* [Written request]: Return every line of the rows below as a JSON array of strings, one string per line, with blank lines left out.

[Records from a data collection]
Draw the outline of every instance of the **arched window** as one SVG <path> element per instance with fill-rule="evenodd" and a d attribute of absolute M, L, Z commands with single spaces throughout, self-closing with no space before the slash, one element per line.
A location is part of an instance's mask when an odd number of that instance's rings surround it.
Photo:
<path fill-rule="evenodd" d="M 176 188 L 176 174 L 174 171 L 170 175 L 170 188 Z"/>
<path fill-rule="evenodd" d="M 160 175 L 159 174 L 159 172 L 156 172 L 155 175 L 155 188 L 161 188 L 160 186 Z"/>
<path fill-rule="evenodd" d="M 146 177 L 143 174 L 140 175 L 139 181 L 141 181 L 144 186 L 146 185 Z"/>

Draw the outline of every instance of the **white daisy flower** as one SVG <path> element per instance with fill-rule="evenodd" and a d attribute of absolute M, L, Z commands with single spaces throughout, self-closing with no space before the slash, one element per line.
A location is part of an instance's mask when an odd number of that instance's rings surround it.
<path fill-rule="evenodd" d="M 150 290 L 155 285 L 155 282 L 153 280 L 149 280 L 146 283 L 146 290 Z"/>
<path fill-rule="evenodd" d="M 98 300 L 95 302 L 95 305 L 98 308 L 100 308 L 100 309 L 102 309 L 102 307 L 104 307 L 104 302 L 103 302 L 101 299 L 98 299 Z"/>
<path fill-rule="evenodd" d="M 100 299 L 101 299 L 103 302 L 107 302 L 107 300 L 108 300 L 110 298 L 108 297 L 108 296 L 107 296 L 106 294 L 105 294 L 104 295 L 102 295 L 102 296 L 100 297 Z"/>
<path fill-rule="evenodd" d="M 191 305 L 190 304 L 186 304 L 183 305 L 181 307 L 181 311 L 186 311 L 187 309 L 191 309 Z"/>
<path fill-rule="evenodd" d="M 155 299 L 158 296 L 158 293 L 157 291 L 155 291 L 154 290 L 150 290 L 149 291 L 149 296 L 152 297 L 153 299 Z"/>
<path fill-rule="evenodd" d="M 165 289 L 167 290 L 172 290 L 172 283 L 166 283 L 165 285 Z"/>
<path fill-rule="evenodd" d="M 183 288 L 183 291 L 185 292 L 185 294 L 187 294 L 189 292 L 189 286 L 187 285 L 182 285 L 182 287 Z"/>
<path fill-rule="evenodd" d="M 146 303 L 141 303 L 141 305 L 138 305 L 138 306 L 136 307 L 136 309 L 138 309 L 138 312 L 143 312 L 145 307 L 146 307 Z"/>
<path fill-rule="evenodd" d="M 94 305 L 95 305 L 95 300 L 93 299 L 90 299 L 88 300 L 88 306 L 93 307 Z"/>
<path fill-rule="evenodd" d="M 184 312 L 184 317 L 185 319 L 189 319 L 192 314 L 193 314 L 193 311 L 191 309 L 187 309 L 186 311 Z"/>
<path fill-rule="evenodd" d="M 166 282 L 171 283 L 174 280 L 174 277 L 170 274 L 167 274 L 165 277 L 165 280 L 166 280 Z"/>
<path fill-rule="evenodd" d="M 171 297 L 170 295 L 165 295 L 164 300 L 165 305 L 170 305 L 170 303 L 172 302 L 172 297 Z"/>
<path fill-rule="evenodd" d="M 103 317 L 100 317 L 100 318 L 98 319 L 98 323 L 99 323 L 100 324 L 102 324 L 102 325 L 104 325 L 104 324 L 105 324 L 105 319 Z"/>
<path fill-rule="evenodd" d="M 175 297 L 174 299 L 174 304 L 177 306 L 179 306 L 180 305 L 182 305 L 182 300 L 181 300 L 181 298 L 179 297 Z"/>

* [Solution to the problem]:
[
  "Draw the outline of every instance of the **arched window** as one SVG <path> element per instance with fill-rule=\"evenodd\" and a d attribute of absolute M, L, Z commands with single spaces throughout, self-closing with no space before the slash, one element per line.",
  "A location is part of an instance's mask when an odd number of that instance's rings surround it.",
  "Photo:",
  "<path fill-rule=\"evenodd\" d=\"M 176 188 L 176 174 L 174 171 L 170 175 L 170 188 Z\"/>",
  "<path fill-rule=\"evenodd\" d=\"M 160 175 L 159 174 L 159 172 L 156 172 L 155 175 L 155 188 L 161 188 L 160 186 Z\"/>",
  "<path fill-rule=\"evenodd\" d=\"M 146 177 L 143 174 L 140 175 L 139 181 L 141 181 L 144 186 L 146 185 Z\"/>",
  "Draw the outline of every instance of the **white daisy flower** as one SVG <path> element per instance with fill-rule=\"evenodd\" and a d attribute of absolute M, L, Z commands with single spaces throughout, self-closing with no space before the slash, one element per line.",
  "A location is part of an instance's mask when an odd number of that instance's rings surround it.",
  "<path fill-rule=\"evenodd\" d=\"M 150 290 L 155 285 L 155 282 L 153 280 L 149 280 L 146 283 L 146 290 Z\"/>",
  "<path fill-rule=\"evenodd\" d=\"M 98 300 L 95 302 L 95 305 L 98 308 L 100 308 L 100 309 L 102 309 L 102 307 L 104 307 L 104 302 L 103 302 L 101 299 L 98 299 Z\"/>",
  "<path fill-rule=\"evenodd\" d=\"M 100 299 L 101 299 L 103 302 L 107 302 L 107 300 L 108 300 L 110 298 L 108 297 L 108 296 L 107 296 L 106 294 L 105 294 L 104 295 L 102 295 L 102 296 L 100 297 Z\"/>",
  "<path fill-rule=\"evenodd\" d=\"M 191 305 L 190 304 L 186 304 L 183 305 L 181 307 L 181 311 L 186 311 L 187 309 L 191 309 Z\"/>",
  "<path fill-rule=\"evenodd\" d=\"M 155 299 L 158 296 L 158 293 L 157 291 L 155 291 L 154 290 L 150 290 L 149 291 L 149 296 L 152 297 L 153 299 Z\"/>",
  "<path fill-rule=\"evenodd\" d=\"M 165 289 L 167 290 L 172 290 L 172 283 L 166 283 L 165 285 Z\"/>",
  "<path fill-rule=\"evenodd\" d=\"M 183 288 L 183 291 L 185 292 L 185 294 L 187 294 L 189 292 L 189 286 L 187 285 L 182 285 L 182 287 Z\"/>",
  "<path fill-rule=\"evenodd\" d=\"M 146 303 L 141 303 L 141 305 L 138 305 L 138 306 L 136 307 L 136 309 L 138 309 L 138 312 L 143 312 L 145 307 L 146 307 Z\"/>",
  "<path fill-rule=\"evenodd\" d=\"M 94 305 L 95 305 L 95 300 L 93 299 L 90 299 L 88 300 L 88 306 L 93 307 Z\"/>",
  "<path fill-rule=\"evenodd\" d=\"M 184 312 L 184 317 L 185 319 L 189 319 L 192 314 L 193 314 L 193 311 L 191 309 L 187 309 L 186 311 Z\"/>",
  "<path fill-rule=\"evenodd\" d=\"M 166 282 L 171 283 L 174 280 L 174 277 L 170 274 L 167 274 L 165 277 L 165 280 L 166 280 Z\"/>",
  "<path fill-rule=\"evenodd\" d=\"M 171 297 L 170 295 L 165 295 L 164 300 L 165 305 L 170 305 L 170 303 L 172 302 L 172 297 Z\"/>",
  "<path fill-rule=\"evenodd\" d=\"M 103 317 L 100 317 L 100 318 L 98 319 L 98 323 L 99 323 L 100 324 L 102 324 L 102 325 L 104 325 L 104 324 L 105 324 L 105 319 Z\"/>",
  "<path fill-rule=\"evenodd\" d=\"M 175 297 L 174 299 L 174 304 L 177 306 L 179 306 L 180 305 L 182 305 L 182 300 L 181 300 L 181 298 L 179 297 Z\"/>"
]